# Consignes:
- A) Recopiez le passage de l'extrait sur l'Arménie et l'Azerbaïdjan qui commence par "Jean-Sylvestre Mongrenier, directeur" et va jusqu'à "Journal du Dimanche.".
- B) Dans l'extrait sur l'Arménie et l'Azerbaïdjan, résumez sous forme de liste le paragraphe qui commence par « Malgré le retour du Haut-Karabakh » en gardant ses faits principaux.
- C) Rédigez la suite de l'entretien sur le rôle de la Turquie entre l'Arménie et l'Azerbaïdjan, à partir du point où il s'arrête.

:: Extrait du texte ::

Arménie-Azerbaïdjan · Quel rôle joue la Turquie ?

Jean-Sylvestre Mongrenier, directeur de recherche à l’Institut Thomas More

26 février 2024 • Entretien •


Malgré le retour du Haut-Karabakh à l’Azerbaïdjan, entériné par Erevan, les relations sont des plus tendues aux frontières de l’Arménie. A la tête de l’Azerbaïdjan, Ilham Aliev a des revendications sur le Sud arménien et ce que l’on nomme à Bakou le « corridor de Zanguézour ». Alors que la France, par ses livraisons d’armes, s’efforce de compenser le déséquilibre militaire dont souffre l’Arménie, la question se pose du rôle de la Turquie. Ses vues géopolitiques larges, à l’échelle de l’ancien Turkestan, devraient l’inciter à modérer son allié azerbaïdjanais, pour rechercher un soutien international à ses projets. Mais cette modération demeure hypothétique. Entretien réalisé par Mélanie Lepoutre, journaliste au Journal du Dimanche.


La Turquie a appelé le président azerbaïdjanais Ilham Aliev à l’apaisement. Pourquoi ? Est-ce que les Turcs participent dans l’ombre à l’exercice de pressions sur l’Azerbaïdjan ? De quelle manière en regard du fait que c’est leur allié ? Quel est l’intérêt turc dans ce dossier ?

:::
:: Données fournies ::

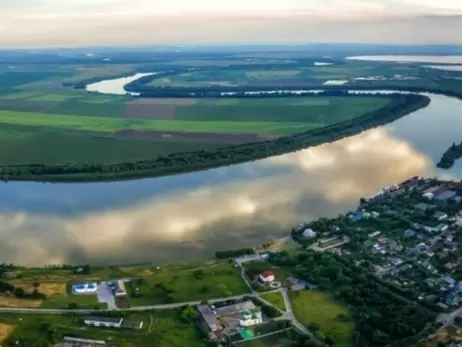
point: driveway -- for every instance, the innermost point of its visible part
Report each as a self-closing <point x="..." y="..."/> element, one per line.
<point x="105" y="295"/>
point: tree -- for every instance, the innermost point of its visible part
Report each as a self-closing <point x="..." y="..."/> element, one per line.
<point x="19" y="292"/>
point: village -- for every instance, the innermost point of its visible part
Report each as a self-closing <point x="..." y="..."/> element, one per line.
<point x="409" y="234"/>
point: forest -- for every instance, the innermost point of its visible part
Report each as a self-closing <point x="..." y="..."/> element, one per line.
<point x="382" y="317"/>
<point x="449" y="157"/>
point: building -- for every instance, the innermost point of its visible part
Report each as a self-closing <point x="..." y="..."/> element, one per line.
<point x="267" y="277"/>
<point x="85" y="288"/>
<point x="112" y="322"/>
<point x="106" y="322"/>
<point x="208" y="320"/>
<point x="309" y="233"/>
<point x="445" y="196"/>
<point x="118" y="288"/>
<point x="250" y="318"/>
<point x="438" y="215"/>
<point x="234" y="309"/>
<point x="74" y="341"/>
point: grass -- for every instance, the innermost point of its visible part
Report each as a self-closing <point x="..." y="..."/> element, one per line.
<point x="160" y="329"/>
<point x="333" y="319"/>
<point x="52" y="148"/>
<point x="220" y="280"/>
<point x="276" y="299"/>
<point x="5" y="331"/>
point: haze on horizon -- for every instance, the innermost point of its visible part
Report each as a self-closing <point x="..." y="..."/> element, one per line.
<point x="46" y="23"/>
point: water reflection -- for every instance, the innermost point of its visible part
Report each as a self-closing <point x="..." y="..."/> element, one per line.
<point x="221" y="210"/>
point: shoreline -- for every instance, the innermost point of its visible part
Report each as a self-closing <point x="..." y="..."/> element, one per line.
<point x="401" y="106"/>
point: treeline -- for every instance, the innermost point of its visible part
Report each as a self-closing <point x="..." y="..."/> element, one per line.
<point x="382" y="316"/>
<point x="234" y="253"/>
<point x="400" y="106"/>
<point x="449" y="157"/>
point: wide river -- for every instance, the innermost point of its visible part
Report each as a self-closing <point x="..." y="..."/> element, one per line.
<point x="187" y="216"/>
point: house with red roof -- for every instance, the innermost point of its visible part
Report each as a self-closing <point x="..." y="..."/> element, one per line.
<point x="267" y="277"/>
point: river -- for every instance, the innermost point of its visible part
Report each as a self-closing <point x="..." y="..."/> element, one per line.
<point x="181" y="217"/>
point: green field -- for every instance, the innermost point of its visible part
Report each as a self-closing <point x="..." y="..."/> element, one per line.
<point x="219" y="280"/>
<point x="333" y="319"/>
<point x="160" y="329"/>
<point x="276" y="299"/>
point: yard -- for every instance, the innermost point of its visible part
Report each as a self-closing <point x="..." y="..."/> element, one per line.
<point x="319" y="312"/>
<point x="221" y="280"/>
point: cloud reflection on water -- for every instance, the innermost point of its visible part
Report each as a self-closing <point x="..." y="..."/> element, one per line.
<point x="320" y="181"/>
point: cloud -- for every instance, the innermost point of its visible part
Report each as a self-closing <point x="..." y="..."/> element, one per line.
<point x="320" y="181"/>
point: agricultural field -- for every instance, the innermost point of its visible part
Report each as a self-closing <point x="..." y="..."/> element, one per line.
<point x="160" y="329"/>
<point x="276" y="299"/>
<point x="62" y="127"/>
<point x="319" y="312"/>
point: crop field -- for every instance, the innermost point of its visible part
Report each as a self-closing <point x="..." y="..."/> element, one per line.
<point x="70" y="128"/>
<point x="332" y="319"/>
<point x="44" y="121"/>
<point x="207" y="283"/>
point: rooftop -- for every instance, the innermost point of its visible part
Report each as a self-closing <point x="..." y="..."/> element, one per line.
<point x="236" y="308"/>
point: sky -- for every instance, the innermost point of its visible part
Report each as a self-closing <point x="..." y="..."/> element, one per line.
<point x="107" y="22"/>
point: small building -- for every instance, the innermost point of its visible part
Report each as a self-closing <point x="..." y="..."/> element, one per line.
<point x="267" y="277"/>
<point x="112" y="322"/>
<point x="438" y="215"/>
<point x="422" y="206"/>
<point x="250" y="318"/>
<point x="74" y="341"/>
<point x="309" y="233"/>
<point x="106" y="322"/>
<point x="445" y="196"/>
<point x="118" y="287"/>
<point x="409" y="233"/>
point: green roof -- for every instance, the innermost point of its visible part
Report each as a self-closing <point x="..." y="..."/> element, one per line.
<point x="246" y="334"/>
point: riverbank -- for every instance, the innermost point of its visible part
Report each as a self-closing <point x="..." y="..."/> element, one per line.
<point x="402" y="105"/>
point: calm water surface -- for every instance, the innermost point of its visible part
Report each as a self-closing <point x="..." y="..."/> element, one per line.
<point x="186" y="216"/>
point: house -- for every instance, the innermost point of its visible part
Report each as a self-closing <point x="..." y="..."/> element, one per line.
<point x="208" y="320"/>
<point x="118" y="288"/>
<point x="250" y="318"/>
<point x="450" y="281"/>
<point x="112" y="322"/>
<point x="309" y="233"/>
<point x="422" y="206"/>
<point x="267" y="277"/>
<point x="107" y="322"/>
<point x="409" y="233"/>
<point x="444" y="196"/>
<point x="74" y="341"/>
<point x="234" y="309"/>
<point x="438" y="215"/>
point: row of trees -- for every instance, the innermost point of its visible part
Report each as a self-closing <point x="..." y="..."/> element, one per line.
<point x="382" y="316"/>
<point x="449" y="157"/>
<point x="192" y="161"/>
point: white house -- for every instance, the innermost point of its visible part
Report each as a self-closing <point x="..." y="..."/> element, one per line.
<point x="267" y="277"/>
<point x="107" y="322"/>
<point x="309" y="233"/>
<point x="251" y="317"/>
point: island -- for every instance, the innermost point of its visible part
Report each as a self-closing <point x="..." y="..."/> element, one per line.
<point x="387" y="273"/>
<point x="451" y="155"/>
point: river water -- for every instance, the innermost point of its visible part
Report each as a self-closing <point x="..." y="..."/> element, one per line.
<point x="187" y="216"/>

:::

# Réponses:
- A)
Jean-Sylvestre Mongrenier, directeur de recherche à l’Institut Thomas More

26 février 2024 • Entretien •


Malgré le retour du Haut-Karabakh à l’Azerbaïdjan, entériné par Erevan, les relations sont des plus tendues aux frontières de l’Arménie. A la tête de l’Azerbaïdjan, Ilham Aliev a des revendications sur le Sud arménien et ce que l’on nomme à Bakou le « corridor de Zanguézour ». Alors que la France, par ses livraisons d’armes, s’efforce de compenser le déséquilibre militaire dont souffre l’Arménie, la question se pose du rôle de la Turquie. Ses vues géopolitiques larges, à l’échelle de l’ancien Turkestan, devraient l’inciter à modérer son allié azerbaïdjanais, pour rechercher un soutien international à ses projets. Mais cette modération demeure hypothétique. Entretien réalisé par Mélanie Lepoutre, journaliste au Journal du Dimanche.

- B)
- Le Haut-Karabakh est revenu à l'Azerbaïdjan, ce qu'Erevan a entériné, mais les tensions restent vives aux frontières de l'Arménie.
- Ilham Aliev, à la tête de l'Azerbaïdjan, revendique le Sud arménien et ce que Bakou appelle le « corridor de Zanguézour ».
- Par ses livraisons d'armes, la France cherche à compenser le déséquilibre militaire dont souffre l'Arménie.
- Les vues géopolitiques de la Turquie, à l'échelle de l'ancien Turkestan, devraient la pousser à modérer son allié azerbaïdjanais pour obtenir un soutien international à ses projets.
- Cette modération reste toutefois hypothétique.
- L'entretien a été réalisé par Mélanie Lepoutre, journaliste au Journal du Dimanche.

- C)
Les alliances sont fondées sur des convergences, c’est-à-dire sur le partage de certains intérêts de sécurité et une vision commune de l’avenir. Cependant elles ne signifient pas une identité de vues (deux choses identiques ne seraient pas deux mais une). Dans le cas présent, il s’agit d’une alliance forte avec pour axe structurant l’idée que la Turquie et l’Azerbaïdjan ne formeraient qu’une seule nation, partagée entre deux États. Cela dit, cette alliance a précédemment connu des inflexions, lorsqu’Ankara et Erevan pratiquaient une « diplomatie du ballon » (2008-2009) par exemple ; les deux pays utilisaient alors le football pour amorcer un processus de normalisation (les relations diplomatiques sont interrompues depuis 1993 et la frontière est close). Cela déplaisait au pouvoir azerbaïdjanais.

Peut-on penser que le président turc Recep T. Erdogan voit plus loin que son homologue azerbaïdjanais, qui se pose en potentat régional ? Le président turc entend ouvrir une grande route vers le bassin de la Caspienne et la partie occidentale du Turkestan (l’Asie centrale), voire sa partie orientale (le Sin-Kiang/Xinjiang, sous contrôle chinois). Un tel « couloir de circulation » serait la colonne vertébrale de l’Organisation des États turciques, très importante à ses yeux. On sait en effet qu’un ancien courant pantouranien perdure en Turquie, et ce depuis l’époque des Jeunes-Turcs, avant et pendant la Première Guerre mondiale (on se souvient d’Enver Pacha, que son rêve pantouranien a conduit au Turkestan, pour y trouver la mort).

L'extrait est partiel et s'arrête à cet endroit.